John Salthouse -- Son et Lumière
"exothermic chemistry" demonstrations ... or, "Things
that go bang. Loudly"
This is such a popular event that, due to the limited size of the main
programme room, it needed two sittings!
Liquid oxygen is such a dangerous chemical
they won't supply it to pyromaniacs like me. So I have to make my own.
As previously seen at Albacon '91
Panel -- The Arthur C Clarke Awards
A panel of past judges discuss this year's shortlist, and decide their
choice of winner.
- The shortlist for Best Novel is:
- First -- how can we ditch some? By weight? Let's just read the light
- Neal Stephenson
- Let's get rid of Cryptonomicon, because it's not SF
- But Clute has it as one of his top five SF of the millennium!
- The best bits are the WWII bits -- which aren't SF
- And being set in the future does not make a book SF
- Let's move on to something else and come back to Cryptonomicon
- Gernsback said SF should be 5% science and 95% romance
- Stephen Baxter
- The rumours why Red Mars didn't win was because it
was the first in a trilogy, so you couldn't tell yet if it was
any good (and the other two parts were rejected because they
were also parts of a trilogy)
- And Time: Manifold 1 is also the first of a trilogy
- The Sparrow won -- yet it has a sequel -- but it
does stand alone, whereas Red Mars does not
- Stephen Baxter one day has to let his characters stay dead -- he
has a real resurrection complex.
- We are agreed -- Time has gone
- Vernor Vinge
- Let's get rid of the Vinge.
- It wasn't as bad as I was expecting
- A Fire Upon the Deep was great -- this one is stretched
- I could hear John Wayne lecturing as in True Grit.
- I'm astounded it was nominated for the Prometheus Libertarian
Award -- despite the fact it's the best argument for Worldwide
Military Government since Heinlein's Starship Troopers!

EXTRACTED ENTRIES:
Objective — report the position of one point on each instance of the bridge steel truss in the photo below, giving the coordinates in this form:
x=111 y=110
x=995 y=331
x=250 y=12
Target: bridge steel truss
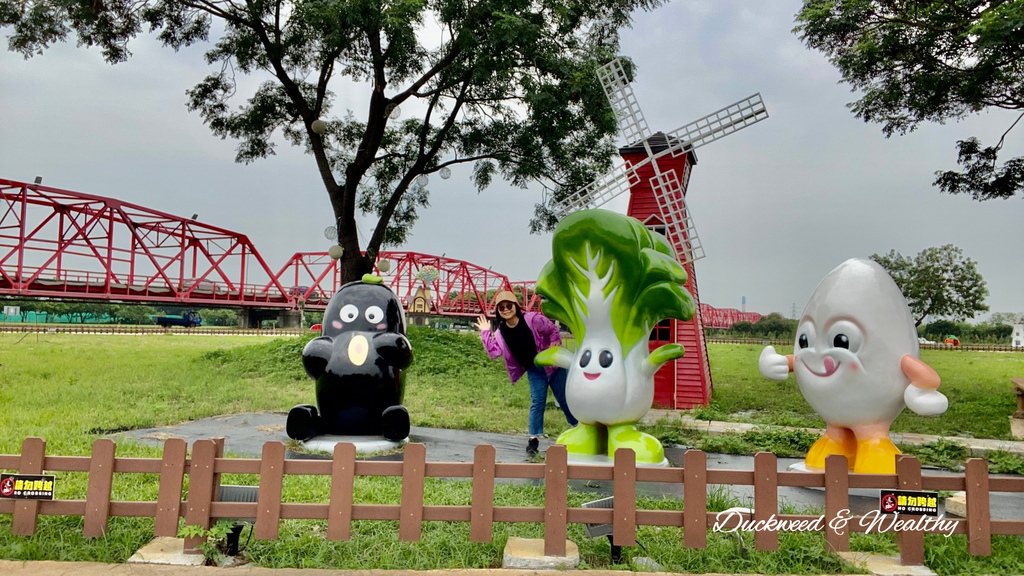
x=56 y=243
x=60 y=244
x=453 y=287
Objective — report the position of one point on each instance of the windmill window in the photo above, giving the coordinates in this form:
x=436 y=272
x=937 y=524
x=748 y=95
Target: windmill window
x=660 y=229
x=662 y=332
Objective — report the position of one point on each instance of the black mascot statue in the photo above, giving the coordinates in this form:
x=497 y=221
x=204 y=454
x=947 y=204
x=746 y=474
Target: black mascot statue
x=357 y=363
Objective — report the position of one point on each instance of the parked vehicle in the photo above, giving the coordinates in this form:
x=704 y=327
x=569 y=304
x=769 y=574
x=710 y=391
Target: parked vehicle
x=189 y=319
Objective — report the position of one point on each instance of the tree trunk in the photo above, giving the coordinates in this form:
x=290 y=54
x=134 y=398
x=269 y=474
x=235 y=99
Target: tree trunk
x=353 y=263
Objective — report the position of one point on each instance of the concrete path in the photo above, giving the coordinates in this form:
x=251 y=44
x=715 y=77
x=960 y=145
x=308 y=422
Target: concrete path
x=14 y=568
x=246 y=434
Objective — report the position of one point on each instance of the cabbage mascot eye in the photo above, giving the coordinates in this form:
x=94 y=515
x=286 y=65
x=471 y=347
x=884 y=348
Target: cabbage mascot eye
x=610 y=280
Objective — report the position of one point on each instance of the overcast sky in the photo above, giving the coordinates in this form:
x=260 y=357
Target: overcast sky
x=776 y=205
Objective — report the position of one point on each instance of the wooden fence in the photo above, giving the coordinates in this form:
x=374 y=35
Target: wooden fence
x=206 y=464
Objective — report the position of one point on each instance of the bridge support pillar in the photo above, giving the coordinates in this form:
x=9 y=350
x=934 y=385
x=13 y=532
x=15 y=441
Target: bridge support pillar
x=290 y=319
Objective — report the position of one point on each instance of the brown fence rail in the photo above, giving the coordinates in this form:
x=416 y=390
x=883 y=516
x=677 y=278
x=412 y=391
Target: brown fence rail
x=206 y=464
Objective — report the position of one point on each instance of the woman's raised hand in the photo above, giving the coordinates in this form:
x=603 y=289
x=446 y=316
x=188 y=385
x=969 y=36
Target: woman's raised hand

EXERCISES:
(1) Answer these questions about the event text:
(a) Why did the exothermic chemistry demonstration need two sittings?
(b) What did Gernsback say SF should be, according to the panel?
(c) Which Vernor Vinge novel does a panelist call great?
(2) In the records, write out again the part that opens with the line containing "of the parked" and closes with the line containing "x=246 y=434", both included and requests kept. Shift every coordinate in the answers up by 58, and leave the sample coordinates in the requests unchanged.
The text and the records have nothing to do with each other.

ANSWERS:
(1)
(a) The event was very popular, and the main programme room was limited in size.
(b) 5% science and 95% romance.
(c) A Fire Upon the Deep.

(2)
Objective — report the position of one point on each instance of the parked vehicle in the photo above, giving the coordinates in this form:
x=704 y=327
x=569 y=304
x=769 y=574
x=710 y=391
Target: parked vehicle
x=247 y=377
Objective — report the position of one point on each instance of the tree trunk in the photo above, giving the coordinates in this form:
x=290 y=54
x=134 y=398
x=269 y=474
x=235 y=99
Target: tree trunk
x=411 y=321
Objective — report the position of one point on each instance of the concrete path in the photo above, giving the coordinates in this form:
x=251 y=44
x=715 y=77
x=960 y=145
x=308 y=422
Target: concrete path
x=72 y=626
x=304 y=492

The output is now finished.